## DATA FOR PROCESSING:

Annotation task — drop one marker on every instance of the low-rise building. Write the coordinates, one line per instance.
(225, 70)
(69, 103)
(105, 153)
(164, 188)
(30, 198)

## TASK DETAILS:
Rewrite the items above, replacing "marker" with "pin" and keeping every other word and line the same.

## RESPONSE TO THIS EXERCISE:
Annotation task — drop one pin on every instance of the low-rise building. Write the coordinates, one line per instance.
(225, 70)
(69, 103)
(105, 153)
(164, 188)
(30, 198)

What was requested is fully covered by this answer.